WHAT IS EXPECTED:
Swap "rough mask" for "coarse mask" in the records from the line with "The exact mask" up to and including the line with "box: [227, 38, 237, 75]". Give only those lines, with nothing else changed.

EXTRACTED RECORDS:
····················
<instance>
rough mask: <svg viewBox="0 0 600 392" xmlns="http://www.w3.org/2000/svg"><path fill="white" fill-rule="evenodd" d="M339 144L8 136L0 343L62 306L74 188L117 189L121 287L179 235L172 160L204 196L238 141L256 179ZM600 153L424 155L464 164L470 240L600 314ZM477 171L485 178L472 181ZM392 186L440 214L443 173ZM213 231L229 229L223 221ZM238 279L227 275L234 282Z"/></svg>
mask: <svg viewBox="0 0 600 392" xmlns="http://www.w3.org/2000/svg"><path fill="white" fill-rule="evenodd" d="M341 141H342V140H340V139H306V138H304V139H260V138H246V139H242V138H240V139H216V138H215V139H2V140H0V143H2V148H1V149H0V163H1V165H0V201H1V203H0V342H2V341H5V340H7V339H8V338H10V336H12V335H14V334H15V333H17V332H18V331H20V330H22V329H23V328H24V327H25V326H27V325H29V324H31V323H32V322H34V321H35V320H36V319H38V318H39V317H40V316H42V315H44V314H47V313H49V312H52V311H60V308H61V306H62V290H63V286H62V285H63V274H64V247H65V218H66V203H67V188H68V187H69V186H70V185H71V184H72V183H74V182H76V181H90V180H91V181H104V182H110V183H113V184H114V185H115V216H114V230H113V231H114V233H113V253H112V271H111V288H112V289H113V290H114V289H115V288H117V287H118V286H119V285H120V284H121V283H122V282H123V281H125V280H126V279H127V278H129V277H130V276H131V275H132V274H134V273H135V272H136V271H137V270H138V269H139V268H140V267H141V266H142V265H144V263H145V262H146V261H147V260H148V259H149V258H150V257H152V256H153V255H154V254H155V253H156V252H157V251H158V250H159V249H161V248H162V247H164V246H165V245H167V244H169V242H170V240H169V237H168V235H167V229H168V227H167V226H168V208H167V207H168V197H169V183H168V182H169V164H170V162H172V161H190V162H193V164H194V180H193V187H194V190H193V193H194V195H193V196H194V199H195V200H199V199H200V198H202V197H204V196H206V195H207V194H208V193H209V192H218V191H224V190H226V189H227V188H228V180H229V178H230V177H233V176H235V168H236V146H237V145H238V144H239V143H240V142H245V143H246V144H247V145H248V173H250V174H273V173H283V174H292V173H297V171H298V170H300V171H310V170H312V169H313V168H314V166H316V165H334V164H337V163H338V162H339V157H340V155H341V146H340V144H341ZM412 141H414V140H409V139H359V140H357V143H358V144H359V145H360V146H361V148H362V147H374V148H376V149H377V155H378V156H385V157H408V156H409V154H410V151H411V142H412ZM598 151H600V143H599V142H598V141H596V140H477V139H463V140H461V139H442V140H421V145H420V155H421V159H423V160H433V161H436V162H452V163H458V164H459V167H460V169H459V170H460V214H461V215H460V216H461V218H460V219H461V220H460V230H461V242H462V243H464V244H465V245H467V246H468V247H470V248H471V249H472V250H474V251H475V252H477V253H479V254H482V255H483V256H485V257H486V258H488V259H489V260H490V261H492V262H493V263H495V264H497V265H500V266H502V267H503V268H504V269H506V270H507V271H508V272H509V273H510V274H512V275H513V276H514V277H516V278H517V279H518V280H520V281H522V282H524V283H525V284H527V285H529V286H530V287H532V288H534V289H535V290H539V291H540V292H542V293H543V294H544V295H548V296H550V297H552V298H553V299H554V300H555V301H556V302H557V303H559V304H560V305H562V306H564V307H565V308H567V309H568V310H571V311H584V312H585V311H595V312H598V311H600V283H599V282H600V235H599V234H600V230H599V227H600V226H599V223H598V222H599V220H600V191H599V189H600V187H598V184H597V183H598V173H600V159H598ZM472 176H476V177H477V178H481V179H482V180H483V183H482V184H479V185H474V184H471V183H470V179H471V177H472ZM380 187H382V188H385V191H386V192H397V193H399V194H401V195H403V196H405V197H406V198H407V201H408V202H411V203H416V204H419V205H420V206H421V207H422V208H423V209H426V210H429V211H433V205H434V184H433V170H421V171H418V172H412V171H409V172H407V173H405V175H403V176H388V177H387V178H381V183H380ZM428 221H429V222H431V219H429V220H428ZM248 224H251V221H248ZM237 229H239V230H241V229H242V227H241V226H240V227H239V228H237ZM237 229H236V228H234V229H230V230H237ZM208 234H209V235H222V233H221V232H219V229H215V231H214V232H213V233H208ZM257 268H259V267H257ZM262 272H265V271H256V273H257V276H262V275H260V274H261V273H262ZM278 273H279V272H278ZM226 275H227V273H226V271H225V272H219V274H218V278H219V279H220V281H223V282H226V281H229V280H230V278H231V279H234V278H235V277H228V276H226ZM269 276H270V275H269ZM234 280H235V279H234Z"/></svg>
····················
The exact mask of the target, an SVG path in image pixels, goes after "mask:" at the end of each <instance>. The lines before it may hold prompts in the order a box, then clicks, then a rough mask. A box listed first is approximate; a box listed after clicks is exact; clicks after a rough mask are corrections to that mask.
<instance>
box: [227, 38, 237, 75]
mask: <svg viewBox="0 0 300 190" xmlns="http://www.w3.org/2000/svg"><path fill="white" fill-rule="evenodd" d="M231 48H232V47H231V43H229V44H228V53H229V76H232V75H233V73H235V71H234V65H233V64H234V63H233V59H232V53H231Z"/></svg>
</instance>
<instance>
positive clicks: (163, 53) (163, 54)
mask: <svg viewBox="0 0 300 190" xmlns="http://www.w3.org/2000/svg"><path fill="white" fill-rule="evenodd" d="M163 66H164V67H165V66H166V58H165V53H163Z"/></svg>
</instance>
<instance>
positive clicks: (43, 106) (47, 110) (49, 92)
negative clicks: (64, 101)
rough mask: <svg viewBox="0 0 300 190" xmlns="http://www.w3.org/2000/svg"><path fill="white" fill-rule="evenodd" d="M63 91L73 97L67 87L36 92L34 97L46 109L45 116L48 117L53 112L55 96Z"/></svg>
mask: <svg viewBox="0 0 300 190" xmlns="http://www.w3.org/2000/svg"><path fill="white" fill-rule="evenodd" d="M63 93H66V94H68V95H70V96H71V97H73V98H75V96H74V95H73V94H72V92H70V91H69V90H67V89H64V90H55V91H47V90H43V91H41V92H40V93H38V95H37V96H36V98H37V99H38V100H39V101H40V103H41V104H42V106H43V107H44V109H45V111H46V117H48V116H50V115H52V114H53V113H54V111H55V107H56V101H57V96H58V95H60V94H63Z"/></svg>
····················
REPLY:
The exact mask of the target, an SVG path in image pixels, goes after "mask:" at the end of each <instance>. The lines before it may hold prompts in the order a box, then clicks, then a coarse mask. A box listed first is approximate; a box listed after clicks is exact; clicks after a coarse mask are corrections to that mask.
<instance>
box: [227, 38, 237, 75]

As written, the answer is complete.